- _Source document_
____

Mistake in prioritised replay?

Question

Mistake in prioritised replay?

Khev opened this issue 6 years ago · 3 comments

Hello again,

FYI: think you might have defined the TD error wrong in the "Deep-RL-Keras/DDQN/ddqn.py". On line 125 you have

"""
q_val = self.agent.predict(new_state) ## I think the argument should be 'state' here
q_val_t = self.agent.target_predict(new_state)
next_best_action = np.argmax(q_val)
new_val = reward + self.gamma * q_val_t[0, next_best_action]
td_error = abs(new_val - q_val)[0]
"""

But I think the correct definition is

td_error = abs( Q(s,a) - yi )
with yi = ri + gamma*max( Q(s', a') )

Answer 1 · 2018-11-19T15:47:04.000Z

Apologies for the late response! I believe you are correct, that was a typo indeed, just fixed the issue thanks for reporting it

Answer 2 · 2019-08-12T11:01:33.000Z

I think there is still a problem with the latest code:

        if(self.with_per):
            q_val = self.agent.predict(state)
            q_val_t = self.agent.target_predict(new_state)
            next_best_action = np.argmax(q_val)

____

- _Data provided_
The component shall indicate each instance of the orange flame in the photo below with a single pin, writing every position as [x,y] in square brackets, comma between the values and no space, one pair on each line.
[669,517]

____

- _Given exercise 1_
In the thread about a mistake in prioritized replay, on which line of "Deep-RL-Keras/DDQN/ddqn.py" does the reporter say the TD error is defined?
- _Given exercise 2_
Continue the thread about the TD error in prioritized replay from its final line.

- _Output 1_
Line 125.

- _Output 2_
            new_val = reward + self.gamma * q_val_t[0, next_best_action]
            td_error = abs(new_val - q_val)[0]

"next_best_action = np.argmax(q_val)" should be "next_best_action = np.argmax(self.agent.predict(new_state))".

Answer 3 · 2019-11-03T09:01:14.000Z

I think there is still a problem with the latest code:
        if(self.with_per):
            q_val = self.agent.predict(state)
            q_val_t = self.agent.target_predict(new_state)
            next_best_action = np.argmax(q_val)
            new_val = reward + self.gamma * q_val_t[0, next_best_action]
            td_error = abs(new_val - q_val)[0]
"next_best_action = np.argmax(q_val)" should be "next_best_action = np.argmax(self.agent.predict(new_state))".

I think you are right.